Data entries
□ □ □ □

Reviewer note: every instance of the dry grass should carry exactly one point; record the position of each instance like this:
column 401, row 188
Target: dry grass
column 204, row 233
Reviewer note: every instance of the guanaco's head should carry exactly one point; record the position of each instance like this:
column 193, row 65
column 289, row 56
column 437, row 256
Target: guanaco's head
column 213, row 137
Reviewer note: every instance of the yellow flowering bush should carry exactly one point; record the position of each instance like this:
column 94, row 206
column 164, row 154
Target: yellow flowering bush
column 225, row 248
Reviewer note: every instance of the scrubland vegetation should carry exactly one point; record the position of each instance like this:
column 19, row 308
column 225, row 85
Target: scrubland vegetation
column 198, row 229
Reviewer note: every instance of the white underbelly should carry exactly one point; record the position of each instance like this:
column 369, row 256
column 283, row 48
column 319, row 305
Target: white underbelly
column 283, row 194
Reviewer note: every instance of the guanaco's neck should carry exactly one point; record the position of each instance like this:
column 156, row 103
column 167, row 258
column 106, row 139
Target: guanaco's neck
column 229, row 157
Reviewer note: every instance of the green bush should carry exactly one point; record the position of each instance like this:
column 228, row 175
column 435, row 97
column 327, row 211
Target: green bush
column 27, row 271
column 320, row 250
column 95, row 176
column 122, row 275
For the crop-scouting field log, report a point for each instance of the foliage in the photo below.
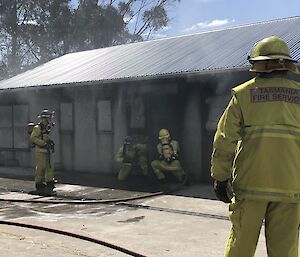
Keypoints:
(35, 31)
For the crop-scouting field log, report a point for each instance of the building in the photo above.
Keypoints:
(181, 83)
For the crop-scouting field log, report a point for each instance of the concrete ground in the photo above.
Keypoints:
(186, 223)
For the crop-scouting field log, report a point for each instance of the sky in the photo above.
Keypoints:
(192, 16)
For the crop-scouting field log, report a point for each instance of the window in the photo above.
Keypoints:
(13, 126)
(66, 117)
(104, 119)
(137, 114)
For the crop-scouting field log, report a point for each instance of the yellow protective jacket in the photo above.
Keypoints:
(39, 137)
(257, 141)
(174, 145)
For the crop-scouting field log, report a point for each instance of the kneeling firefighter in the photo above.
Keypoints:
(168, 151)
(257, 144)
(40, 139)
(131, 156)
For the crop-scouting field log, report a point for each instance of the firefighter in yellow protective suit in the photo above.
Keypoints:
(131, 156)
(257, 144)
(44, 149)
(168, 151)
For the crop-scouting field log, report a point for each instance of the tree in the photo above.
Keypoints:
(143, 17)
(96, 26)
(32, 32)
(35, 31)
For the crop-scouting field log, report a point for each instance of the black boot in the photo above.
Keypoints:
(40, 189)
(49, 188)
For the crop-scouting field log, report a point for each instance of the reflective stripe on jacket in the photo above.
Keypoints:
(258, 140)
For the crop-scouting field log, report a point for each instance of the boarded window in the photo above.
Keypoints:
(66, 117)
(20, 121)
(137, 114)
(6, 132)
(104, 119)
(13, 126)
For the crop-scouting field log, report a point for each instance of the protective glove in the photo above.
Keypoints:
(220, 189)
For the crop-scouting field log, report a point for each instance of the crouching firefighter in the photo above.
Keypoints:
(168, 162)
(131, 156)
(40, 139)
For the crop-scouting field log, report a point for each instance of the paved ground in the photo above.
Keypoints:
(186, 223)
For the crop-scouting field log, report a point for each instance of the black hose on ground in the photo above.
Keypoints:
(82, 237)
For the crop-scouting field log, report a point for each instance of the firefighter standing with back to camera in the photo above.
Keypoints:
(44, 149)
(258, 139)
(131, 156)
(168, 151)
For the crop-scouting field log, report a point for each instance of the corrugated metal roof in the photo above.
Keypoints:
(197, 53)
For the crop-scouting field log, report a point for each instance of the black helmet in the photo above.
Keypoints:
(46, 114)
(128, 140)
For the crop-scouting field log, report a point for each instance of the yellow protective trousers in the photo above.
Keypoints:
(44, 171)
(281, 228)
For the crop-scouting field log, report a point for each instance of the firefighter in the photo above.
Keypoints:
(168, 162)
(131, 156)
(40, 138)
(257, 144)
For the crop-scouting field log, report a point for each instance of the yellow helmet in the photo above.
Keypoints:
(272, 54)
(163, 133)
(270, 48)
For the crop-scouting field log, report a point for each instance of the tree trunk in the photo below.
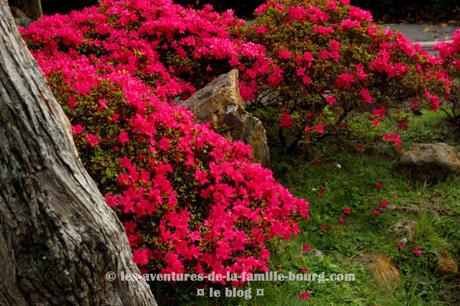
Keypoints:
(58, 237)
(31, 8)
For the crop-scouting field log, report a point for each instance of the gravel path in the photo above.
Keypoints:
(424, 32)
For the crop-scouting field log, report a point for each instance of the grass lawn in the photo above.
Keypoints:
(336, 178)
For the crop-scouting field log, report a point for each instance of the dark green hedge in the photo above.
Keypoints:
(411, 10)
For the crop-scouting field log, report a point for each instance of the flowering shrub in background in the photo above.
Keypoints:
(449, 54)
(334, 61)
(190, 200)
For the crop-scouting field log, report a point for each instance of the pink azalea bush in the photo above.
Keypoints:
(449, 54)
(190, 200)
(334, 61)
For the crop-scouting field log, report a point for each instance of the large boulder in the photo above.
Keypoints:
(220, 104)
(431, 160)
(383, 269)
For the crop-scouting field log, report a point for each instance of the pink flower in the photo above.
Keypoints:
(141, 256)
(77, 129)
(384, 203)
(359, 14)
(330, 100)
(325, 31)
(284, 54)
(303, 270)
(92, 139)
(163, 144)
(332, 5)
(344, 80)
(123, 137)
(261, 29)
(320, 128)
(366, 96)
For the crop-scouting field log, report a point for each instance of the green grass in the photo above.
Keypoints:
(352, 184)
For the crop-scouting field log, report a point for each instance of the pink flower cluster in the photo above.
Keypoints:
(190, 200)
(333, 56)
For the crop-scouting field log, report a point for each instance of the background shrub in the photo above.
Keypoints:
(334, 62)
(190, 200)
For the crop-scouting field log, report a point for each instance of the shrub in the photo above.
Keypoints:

□ □ □ □

Copy every line in the entries above that has the string "jacket" in it.

* ANSWER AREA:
For the crop-scouting field log, report a point for each instance of the yellow protective jacket in the photo above.
For the crop-scouting field log, report a point for each instance of the reflective stripe on jacket in the photo above.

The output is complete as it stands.